─── The data ───

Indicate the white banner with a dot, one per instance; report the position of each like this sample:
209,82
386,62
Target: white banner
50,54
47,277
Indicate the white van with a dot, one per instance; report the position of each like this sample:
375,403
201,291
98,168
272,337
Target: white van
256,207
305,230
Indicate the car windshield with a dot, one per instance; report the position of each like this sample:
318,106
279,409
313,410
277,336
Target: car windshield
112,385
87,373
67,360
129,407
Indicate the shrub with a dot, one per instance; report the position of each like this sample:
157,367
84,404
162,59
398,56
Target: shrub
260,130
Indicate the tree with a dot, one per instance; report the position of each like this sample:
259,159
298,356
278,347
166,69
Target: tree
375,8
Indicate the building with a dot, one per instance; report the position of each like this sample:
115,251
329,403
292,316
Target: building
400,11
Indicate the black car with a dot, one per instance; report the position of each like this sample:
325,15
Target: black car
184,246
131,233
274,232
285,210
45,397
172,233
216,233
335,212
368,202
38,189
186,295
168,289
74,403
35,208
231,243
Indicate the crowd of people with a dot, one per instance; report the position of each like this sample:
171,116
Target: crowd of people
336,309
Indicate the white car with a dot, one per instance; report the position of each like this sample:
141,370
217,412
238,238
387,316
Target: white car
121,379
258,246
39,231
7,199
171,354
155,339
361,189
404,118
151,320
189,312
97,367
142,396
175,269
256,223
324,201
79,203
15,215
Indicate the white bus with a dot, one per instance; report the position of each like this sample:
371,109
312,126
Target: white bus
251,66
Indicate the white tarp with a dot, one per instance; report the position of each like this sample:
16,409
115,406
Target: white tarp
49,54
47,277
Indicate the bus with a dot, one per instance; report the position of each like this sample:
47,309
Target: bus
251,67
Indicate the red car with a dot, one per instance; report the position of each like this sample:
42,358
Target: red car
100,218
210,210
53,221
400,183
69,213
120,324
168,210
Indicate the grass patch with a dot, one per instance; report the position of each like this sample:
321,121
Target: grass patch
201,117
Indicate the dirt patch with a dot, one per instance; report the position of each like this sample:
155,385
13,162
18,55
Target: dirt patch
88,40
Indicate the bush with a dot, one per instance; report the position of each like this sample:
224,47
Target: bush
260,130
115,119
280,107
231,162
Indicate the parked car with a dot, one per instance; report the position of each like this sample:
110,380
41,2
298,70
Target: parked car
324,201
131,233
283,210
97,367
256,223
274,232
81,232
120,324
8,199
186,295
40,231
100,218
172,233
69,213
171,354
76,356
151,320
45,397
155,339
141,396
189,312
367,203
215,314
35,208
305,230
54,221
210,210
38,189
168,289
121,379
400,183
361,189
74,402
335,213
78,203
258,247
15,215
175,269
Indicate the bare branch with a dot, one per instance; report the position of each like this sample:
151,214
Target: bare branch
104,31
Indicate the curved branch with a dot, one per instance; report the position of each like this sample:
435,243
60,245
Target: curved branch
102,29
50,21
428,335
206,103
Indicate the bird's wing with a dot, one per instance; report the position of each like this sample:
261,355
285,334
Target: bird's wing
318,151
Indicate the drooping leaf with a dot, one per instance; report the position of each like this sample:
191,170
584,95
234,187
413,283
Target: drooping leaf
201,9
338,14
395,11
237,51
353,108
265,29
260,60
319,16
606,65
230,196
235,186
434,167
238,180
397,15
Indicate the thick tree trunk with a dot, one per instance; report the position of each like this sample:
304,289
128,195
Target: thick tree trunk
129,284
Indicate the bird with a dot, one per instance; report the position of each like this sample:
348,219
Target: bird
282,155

───

## Aim
Copy out all of the items above, substituting "point" for every "dot" and leaving everything else unchanged.

## Result for this task
Indicate the white banner with a point, one per instance; report the position of each like this sample:
209,82
386,62
Target: white banner
50,54
47,277
Indicate the white van with a point, one per instance; report the position of each like this sample:
375,403
201,291
98,168
272,337
Target: white van
256,207
305,230
Indicate the car windshield with a point, one per instance; report the position of each like this sample:
318,106
279,409
313,410
277,336
Target: car windshield
112,385
87,373
67,360
129,407
Indicate the shrub with a point, one per instance; report the position of each like this sample:
157,367
84,404
162,59
398,56
Target: shrub
260,130
Indicate the tree with a point, one per instance; report the position of each like this sample:
259,159
298,356
278,347
166,69
Target: tree
375,8
Indicate the building with a point, one per instance; report the position of each like this sample:
115,251
329,403
292,316
Target: building
400,11
Indicate the black car with a point, one per instance; report the position of each like this sample:
325,15
Target: black car
184,246
131,233
274,232
285,210
45,397
172,233
216,233
335,212
368,202
38,189
186,295
168,289
74,403
35,208
231,243
Indicate the crowd of people with a point, one per instance; report the position of each like this sample:
171,116
Target: crowd of people
336,309
Indicate the white car with a point, one per instance; report the position of each like this sample:
141,370
217,412
238,238
387,316
Target: white car
121,379
258,246
39,231
7,199
171,354
155,339
361,189
404,118
151,320
189,312
97,367
142,396
175,269
256,223
324,201
79,203
15,215
Indicate the white bus with a point, one per instance; report the position of each like this sample:
371,109
312,126
Target: white bus
251,66
Indicate the white tarp with a point, one per instance; report the position of each like this sample:
16,409
115,406
Target: white tarp
49,54
47,277
Indicate the bus with a point, one per instance; report the position of each like this sample:
47,309
Target: bus
251,67
Indicate the red car with a point, one per instance; report the position of each like this sample:
42,358
Target: red car
100,218
210,210
53,221
400,183
69,213
120,324
168,210
Indicate the grass patch with a point, one per instance; report the position of each like this sample:
321,121
Target: grass patch
201,117
Indicate the dirt patch with a point, one per instance; report the position of each like this sample:
155,385
13,162
18,55
Target: dirt patch
88,40
Indicate the bush with a point, one per instance; report the position of each like this sample:
224,47
Target: bush
260,130
115,119
280,107
231,162
Indicate the parked car with a point, one per instance; report the position of each like this sample:
110,380
41,2
298,70
Target: parked car
324,201
131,233
283,210
97,367
256,223
274,232
81,232
120,324
8,199
186,295
40,231
100,218
172,233
69,213
171,354
76,356
151,320
45,397
155,339
141,396
189,312
367,203
215,314
35,208
305,230
54,221
210,210
38,189
168,289
121,379
400,183
361,189
74,402
335,213
78,203
258,247
15,215
175,269
Indicate the bare branch with a point, one per instance; report the position of each like this sample:
151,214
Target: bare branch
104,31
Indicate the curved branch with a point, one per instance; report the position of each like this sample:
435,243
60,245
Target: curved branch
102,29
50,21
428,335
206,103
Indicate the bird's wing with a point, one per instance; report the position of each like this sample:
261,355
285,334
Target: bird's wing
318,151
Indicate the drooping leaf with a point, one per instance; report the position of each like this sample:
191,170
584,95
234,187
413,283
Target: drooping leaf
201,9
338,14
395,11
237,51
353,108
265,29
260,60
319,16
606,65
230,196
235,186
434,167
238,180
397,15
Indicate the thick tree trunk with a point, one per instance; report the position of each like this sample:
304,289
128,195
Target: thick tree trunk
129,284
Indicate the bird with a point, one per instance; report the position of each like this sample:
348,219
Target: bird
282,155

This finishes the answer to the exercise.